▸ Passage to read
Inference in High Dimension

Why confidence intervals, p-values, and uncertainty statements become delicate after selection or regularization, and the first-pass ideas behind debiasing and selective inference.

Modified

April 26, 2026

Keywords

high-dimensional inference, debiasing, selective inference, confidence intervals, p-values

1 Role

This is the seventh page of the High-Dimensional Statistics module.

The previous pages built estimators, rates, covariance/PCA viewpoints, and minimax lower bounds.

This page asks the final first-pass question:

after regularization or selection, what can we still say with confidence about uncertainty?

That is the entry point to high-dimensional inference.

2 First-Pass Promise

Read this page after Minimax and Lower Bounds.

If you stop here, you should still understand:

why classical regression inference does not automatically survive selection or regularization
why lasso estimates are useful for prediction or support recovery but biased for direct inference
why debiasing tries to recover approximately centered, normal coordinates
why selective inference changes the target by conditioning on the selection event

3 Why It Matters

In classical regression, confidence intervals and p-values are tied to estimators with well-understood sampling distributions.

In high dimensions, many common pipelines do something different:

select variables
shrink coefficients
regularize an optimization problem
then apply classical inferential formulas as if the model had been fixed in advance

That shortcut is dangerous.

The same data have been used both:

to choose a model or sparse representation
and to quantify uncertainty inside that chosen model

So high-dimensional inference is not just “do the old t-test after lasso.”

It is a distinct theory problem.

4 Prerequisite Recall

classical confidence intervals assume a stable target and a tractable estimator distribution
lasso improves estimation and selection by shrinking coefficients, which introduces bias
minimax theory tells us uncertainty targets can themselves be fundamentally hard
optimization and KKT conditions help explain where lasso bias comes from

5 Intuition

5.1 Prediction Is Not Inference

A model can predict well and still give unreliable uncertainty statements about individual coefficients.

That is because prediction asks:

does X beta-hat produce good outputs?

Inference asks:

how uncertain are we about a specific target parameter?

Those are different goals.

5.2 Why Naive Post-Selection Inference Fails

If a variable is selected because it looked strong in the sample, then treating it afterward as if it had been chosen in advance ignores the randomness of the selection step.

This makes intervals too optimistic and p-values too small.

▸ Requirement A
From the page on high-dimensional inference, reproduce word for word the stretch from "This page asks" through "and Lower Bounds.".
▸ Requirement B
Rewrite more briefly the paragraph in the high-dimensional inference page that begins "In high dimensions, many common pipelines", keeping its main facts.
▸ Requirement C
Write what comes next in the page on high-dimensional inference, picking up after its final sentence.
The material placed after the high-dimensional inference page has nothing to do with anything asked here.

▸ Information provided
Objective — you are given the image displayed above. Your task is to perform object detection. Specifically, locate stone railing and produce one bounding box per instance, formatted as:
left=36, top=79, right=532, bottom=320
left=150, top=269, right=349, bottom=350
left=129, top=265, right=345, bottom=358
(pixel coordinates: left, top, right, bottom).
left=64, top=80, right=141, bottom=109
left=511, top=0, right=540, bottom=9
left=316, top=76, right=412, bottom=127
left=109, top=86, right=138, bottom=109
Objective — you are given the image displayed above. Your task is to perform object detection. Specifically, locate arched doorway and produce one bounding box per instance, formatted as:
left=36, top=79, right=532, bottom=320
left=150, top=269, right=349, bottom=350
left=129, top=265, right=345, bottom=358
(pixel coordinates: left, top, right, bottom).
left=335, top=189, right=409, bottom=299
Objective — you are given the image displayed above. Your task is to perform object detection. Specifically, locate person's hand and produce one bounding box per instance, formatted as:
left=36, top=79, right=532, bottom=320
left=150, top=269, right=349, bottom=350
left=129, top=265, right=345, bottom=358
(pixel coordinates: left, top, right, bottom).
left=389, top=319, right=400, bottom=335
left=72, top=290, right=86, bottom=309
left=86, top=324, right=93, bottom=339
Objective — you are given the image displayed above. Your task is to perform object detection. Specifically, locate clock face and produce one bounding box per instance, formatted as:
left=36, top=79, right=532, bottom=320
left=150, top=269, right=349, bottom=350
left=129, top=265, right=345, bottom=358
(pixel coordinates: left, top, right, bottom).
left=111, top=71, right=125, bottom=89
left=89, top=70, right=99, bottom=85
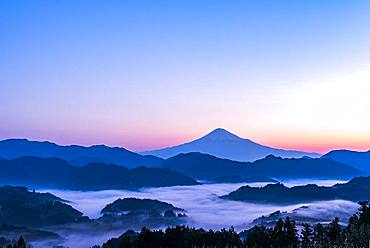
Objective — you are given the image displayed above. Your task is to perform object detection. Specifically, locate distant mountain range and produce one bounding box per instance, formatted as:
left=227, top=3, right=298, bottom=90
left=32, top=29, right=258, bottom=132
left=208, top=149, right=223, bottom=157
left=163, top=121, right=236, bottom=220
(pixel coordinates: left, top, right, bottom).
left=0, top=186, right=89, bottom=227
left=0, top=157, right=199, bottom=190
left=0, top=139, right=163, bottom=168
left=141, top=128, right=320, bottom=162
left=222, top=177, right=370, bottom=204
left=161, top=153, right=363, bottom=182
left=322, top=150, right=370, bottom=173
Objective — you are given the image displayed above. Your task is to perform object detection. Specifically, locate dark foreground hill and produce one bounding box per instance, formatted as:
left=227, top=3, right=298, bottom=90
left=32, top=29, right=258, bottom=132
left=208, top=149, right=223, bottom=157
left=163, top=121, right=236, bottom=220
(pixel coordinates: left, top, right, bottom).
left=98, top=202, right=370, bottom=248
left=0, top=157, right=198, bottom=190
left=322, top=150, right=370, bottom=173
left=0, top=186, right=89, bottom=227
left=97, top=198, right=186, bottom=229
left=0, top=139, right=163, bottom=168
left=162, top=152, right=363, bottom=181
left=222, top=177, right=370, bottom=204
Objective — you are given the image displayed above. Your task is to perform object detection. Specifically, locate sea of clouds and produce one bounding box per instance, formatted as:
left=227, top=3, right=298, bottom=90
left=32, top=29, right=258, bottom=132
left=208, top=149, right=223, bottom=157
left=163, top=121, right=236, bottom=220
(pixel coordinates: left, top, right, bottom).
left=38, top=180, right=358, bottom=247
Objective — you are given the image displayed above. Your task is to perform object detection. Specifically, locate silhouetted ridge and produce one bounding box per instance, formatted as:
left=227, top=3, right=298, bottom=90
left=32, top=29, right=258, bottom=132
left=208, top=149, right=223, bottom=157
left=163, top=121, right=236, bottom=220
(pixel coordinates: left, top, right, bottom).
left=0, top=139, right=163, bottom=168
left=162, top=152, right=363, bottom=181
left=222, top=177, right=370, bottom=204
left=0, top=157, right=198, bottom=190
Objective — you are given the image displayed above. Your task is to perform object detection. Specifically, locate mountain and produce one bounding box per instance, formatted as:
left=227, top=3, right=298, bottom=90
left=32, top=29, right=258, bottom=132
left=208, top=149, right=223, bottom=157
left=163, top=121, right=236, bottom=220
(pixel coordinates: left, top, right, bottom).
left=141, top=128, right=320, bottom=162
left=162, top=152, right=363, bottom=181
left=322, top=150, right=370, bottom=173
left=0, top=157, right=198, bottom=190
left=0, top=186, right=89, bottom=227
left=222, top=177, right=370, bottom=204
left=101, top=198, right=184, bottom=214
left=97, top=198, right=186, bottom=229
left=0, top=139, right=163, bottom=168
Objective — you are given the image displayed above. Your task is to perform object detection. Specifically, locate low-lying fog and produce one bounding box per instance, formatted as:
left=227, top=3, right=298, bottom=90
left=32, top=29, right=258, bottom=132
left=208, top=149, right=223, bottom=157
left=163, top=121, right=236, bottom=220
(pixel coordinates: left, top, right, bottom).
left=38, top=180, right=358, bottom=247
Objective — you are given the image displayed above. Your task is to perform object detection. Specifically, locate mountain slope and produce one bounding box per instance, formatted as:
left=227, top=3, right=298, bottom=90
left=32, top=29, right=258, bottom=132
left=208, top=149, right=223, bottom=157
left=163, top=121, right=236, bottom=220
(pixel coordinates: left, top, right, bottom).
left=162, top=152, right=363, bottom=180
left=0, top=186, right=89, bottom=227
left=0, top=139, right=162, bottom=168
left=141, top=128, right=319, bottom=162
left=0, top=157, right=198, bottom=190
left=222, top=177, right=370, bottom=204
left=322, top=150, right=370, bottom=173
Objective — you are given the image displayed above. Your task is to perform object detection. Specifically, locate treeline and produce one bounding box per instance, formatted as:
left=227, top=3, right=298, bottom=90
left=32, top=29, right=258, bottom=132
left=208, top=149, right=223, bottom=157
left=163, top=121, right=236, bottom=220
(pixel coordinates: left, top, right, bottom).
left=0, top=236, right=27, bottom=248
left=95, top=201, right=370, bottom=248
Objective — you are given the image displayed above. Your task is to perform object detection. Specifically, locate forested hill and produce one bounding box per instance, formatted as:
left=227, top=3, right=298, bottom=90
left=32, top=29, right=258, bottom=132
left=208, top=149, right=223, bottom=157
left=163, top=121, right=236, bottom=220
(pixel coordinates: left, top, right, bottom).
left=0, top=157, right=198, bottom=190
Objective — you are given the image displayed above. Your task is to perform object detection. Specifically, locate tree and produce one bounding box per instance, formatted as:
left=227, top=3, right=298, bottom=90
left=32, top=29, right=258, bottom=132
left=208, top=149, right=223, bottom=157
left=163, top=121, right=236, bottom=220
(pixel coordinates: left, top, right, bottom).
left=313, top=223, right=329, bottom=248
left=284, top=217, right=298, bottom=248
left=301, top=224, right=313, bottom=248
left=327, top=217, right=342, bottom=248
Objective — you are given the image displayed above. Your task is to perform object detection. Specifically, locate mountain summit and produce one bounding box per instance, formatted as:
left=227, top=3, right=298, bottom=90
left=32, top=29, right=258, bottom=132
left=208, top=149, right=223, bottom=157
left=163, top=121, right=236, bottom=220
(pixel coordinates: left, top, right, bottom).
left=141, top=128, right=320, bottom=162
left=200, top=128, right=243, bottom=141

▸ Final result A
This page asks the final first-pass question:

after regularization or selection, what can we still say with confidence about uncertainty?

That is the entry point to high-dimensional inference.

2 First-Pass Promise

Read this page after Minimax and Lower Bounds.

▸ Final result B
Many high-dimensional pipelines select variables, shrink coefficients, or regularize an optimization problem, then use classical inferential formulas as though the model had been fixed in advance.

▸ Final result C
5.3 Two First-Pass Responses

Two common first-pass strategies are:

debiasing / desparsifying: correct a regularized estimator so individual coordinates behave more like centered asymptotically normal quantities
selective inference: condition on the fact that a particular model or active set was selected, and do inference for a conditional target

These do not answer exactly the same question.

That is one of the central conceptual lessons of the area.

6 Formal Core

Definition 1 (Definition: Inferential Target) In high-dimensional inference, the first question is:

what parameter are we trying to make a statement about?

Typical targets include:

one coefficient
one linear functional
a low-dimensional subset of coordinates
a parameter defined conditional on selection

The target must be specified before the interval or test can be interpreted.

Theorem 1 (Theorem Idea: Naive Post-Selection Least-Squares Inference Is Invalid) If one uses the same data to select variables and then runs ordinary least-squares inference as though that selected model were fixed in advance, the resulting confidence intervals and p-values generally do not have their nominal guarantees.

This is one of the main first-pass warnings of the subject.

Theorem 2 (Theorem Idea: Debiasing Tries to Restore Approximate Normality) A debiased or desparsified estimator starts with a regularized estimate such as the lasso and adds a correction term designed to reduce its bias.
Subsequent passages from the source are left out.